Stored items
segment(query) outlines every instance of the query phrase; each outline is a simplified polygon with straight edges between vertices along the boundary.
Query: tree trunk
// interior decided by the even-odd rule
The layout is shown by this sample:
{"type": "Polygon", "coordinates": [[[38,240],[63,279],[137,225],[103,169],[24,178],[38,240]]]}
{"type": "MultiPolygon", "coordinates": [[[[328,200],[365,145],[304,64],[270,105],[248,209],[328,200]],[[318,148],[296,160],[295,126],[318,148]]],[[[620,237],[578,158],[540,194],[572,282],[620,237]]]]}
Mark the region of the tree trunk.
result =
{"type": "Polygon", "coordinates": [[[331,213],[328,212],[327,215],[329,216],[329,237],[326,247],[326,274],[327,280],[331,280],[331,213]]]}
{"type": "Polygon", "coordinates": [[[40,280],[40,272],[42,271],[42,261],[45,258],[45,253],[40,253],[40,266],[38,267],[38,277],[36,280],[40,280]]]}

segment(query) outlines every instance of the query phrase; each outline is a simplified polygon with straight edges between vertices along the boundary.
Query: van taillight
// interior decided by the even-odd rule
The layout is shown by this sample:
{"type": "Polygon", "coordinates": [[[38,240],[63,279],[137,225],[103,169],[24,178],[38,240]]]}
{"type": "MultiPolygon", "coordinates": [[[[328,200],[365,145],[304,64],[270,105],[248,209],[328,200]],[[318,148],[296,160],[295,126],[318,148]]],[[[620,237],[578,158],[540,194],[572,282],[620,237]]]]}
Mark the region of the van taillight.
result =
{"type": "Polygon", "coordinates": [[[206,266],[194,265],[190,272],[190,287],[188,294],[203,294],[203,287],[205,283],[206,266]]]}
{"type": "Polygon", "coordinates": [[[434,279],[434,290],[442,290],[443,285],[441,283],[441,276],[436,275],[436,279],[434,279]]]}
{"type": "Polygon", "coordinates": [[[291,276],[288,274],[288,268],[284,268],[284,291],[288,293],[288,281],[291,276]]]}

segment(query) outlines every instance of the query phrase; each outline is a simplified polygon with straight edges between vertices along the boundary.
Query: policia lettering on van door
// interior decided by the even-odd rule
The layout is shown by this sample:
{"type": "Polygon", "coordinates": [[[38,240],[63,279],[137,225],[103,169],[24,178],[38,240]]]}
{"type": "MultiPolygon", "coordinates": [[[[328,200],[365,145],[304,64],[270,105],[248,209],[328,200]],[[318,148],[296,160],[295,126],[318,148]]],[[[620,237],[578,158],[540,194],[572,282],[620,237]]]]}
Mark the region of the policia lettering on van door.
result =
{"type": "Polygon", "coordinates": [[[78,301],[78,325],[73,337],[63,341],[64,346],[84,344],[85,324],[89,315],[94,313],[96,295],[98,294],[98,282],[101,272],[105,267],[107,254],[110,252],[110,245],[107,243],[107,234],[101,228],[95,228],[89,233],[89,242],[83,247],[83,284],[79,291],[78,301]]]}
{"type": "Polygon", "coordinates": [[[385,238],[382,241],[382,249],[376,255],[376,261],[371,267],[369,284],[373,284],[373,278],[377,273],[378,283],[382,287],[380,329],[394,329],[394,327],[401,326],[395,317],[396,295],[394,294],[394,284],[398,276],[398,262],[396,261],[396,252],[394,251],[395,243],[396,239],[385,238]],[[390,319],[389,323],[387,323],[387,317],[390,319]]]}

▶ Your goal
Print each entry above word for word, leaving none out.

▶ Response to the task
segment(query) outlines every instance of the query phrase; each outline is a simplified polygon with straight edges between vertices along the boundary.
Query: tree trunk
// interior decided by the even-odd rule
The layout is shown by this sample:
{"type": "Polygon", "coordinates": [[[38,240],[63,279],[137,225],[103,169],[24,178],[38,240]]]}
{"type": "MultiPolygon", "coordinates": [[[[328,200],[365,145],[304,64],[270,105],[248,209],[328,200]],[[318,148],[296,160],[295,126],[318,148]]],[[[620,237],[578,158],[540,194],[572,282],[620,237]]]]}
Mark the region of the tree trunk.
result =
{"type": "Polygon", "coordinates": [[[331,213],[328,212],[327,215],[329,216],[329,237],[326,247],[326,274],[327,280],[331,280],[331,213]]]}
{"type": "Polygon", "coordinates": [[[40,280],[40,272],[42,271],[42,261],[45,258],[45,253],[40,253],[40,266],[38,267],[38,277],[36,280],[40,280]]]}

segment(query) outlines every instance of the query phrase; each outline is a simplified polygon with straight edges between vertices along the boundary.
Query: van taillight
// interior decided by the even-odd rule
The layout is shown by this sample:
{"type": "Polygon", "coordinates": [[[38,240],[63,279],[137,225],[103,169],[24,178],[38,240]]]}
{"type": "MultiPolygon", "coordinates": [[[[328,200],[365,145],[304,64],[270,105],[248,209],[328,200]],[[318,148],[296,160],[295,126],[318,148]]],[[[620,237],[578,158],[540,194],[572,282],[620,237]]]]}
Mark the region of the van taillight.
result =
{"type": "Polygon", "coordinates": [[[206,266],[194,265],[190,272],[190,287],[188,294],[203,294],[203,287],[205,283],[206,266]]]}
{"type": "Polygon", "coordinates": [[[434,279],[434,290],[442,290],[443,285],[441,283],[441,276],[436,275],[436,279],[434,279]]]}
{"type": "Polygon", "coordinates": [[[291,276],[288,274],[288,268],[284,268],[284,291],[288,293],[288,281],[291,276]]]}

segment(query) outlines every instance of the query phrase; each outline is a simplified polygon with straight edges between vertices along the boundary.
Query: policia lettering on van door
// interior decided by the even-odd rule
The layout is shown by this sample:
{"type": "Polygon", "coordinates": [[[38,240],[63,279],[137,225],[103,169],[24,178],[38,240]]]}
{"type": "MultiPolygon", "coordinates": [[[[328,200],[365,145],[304,64],[270,105],[248,209],[328,200]],[[318,148],[296,160],[295,126],[318,148]]],[[[620,237],[578,158],[540,194],[572,282],[620,237]]]]}
Mark the region of the policia lettering on van door.
result =
{"type": "Polygon", "coordinates": [[[78,301],[78,325],[73,337],[63,341],[64,346],[84,344],[85,324],[89,315],[94,313],[96,295],[98,294],[98,282],[101,272],[105,267],[107,254],[110,252],[110,245],[107,243],[107,234],[101,228],[95,228],[89,233],[89,242],[83,247],[83,284],[79,291],[78,301]]]}
{"type": "Polygon", "coordinates": [[[385,238],[382,241],[382,249],[376,255],[376,261],[371,267],[369,284],[373,284],[373,278],[377,273],[378,283],[382,287],[380,329],[394,329],[394,327],[401,326],[395,317],[396,295],[394,294],[394,284],[398,276],[398,262],[396,261],[396,252],[394,251],[395,243],[396,239],[385,238]],[[390,319],[389,323],[387,323],[387,317],[390,319]]]}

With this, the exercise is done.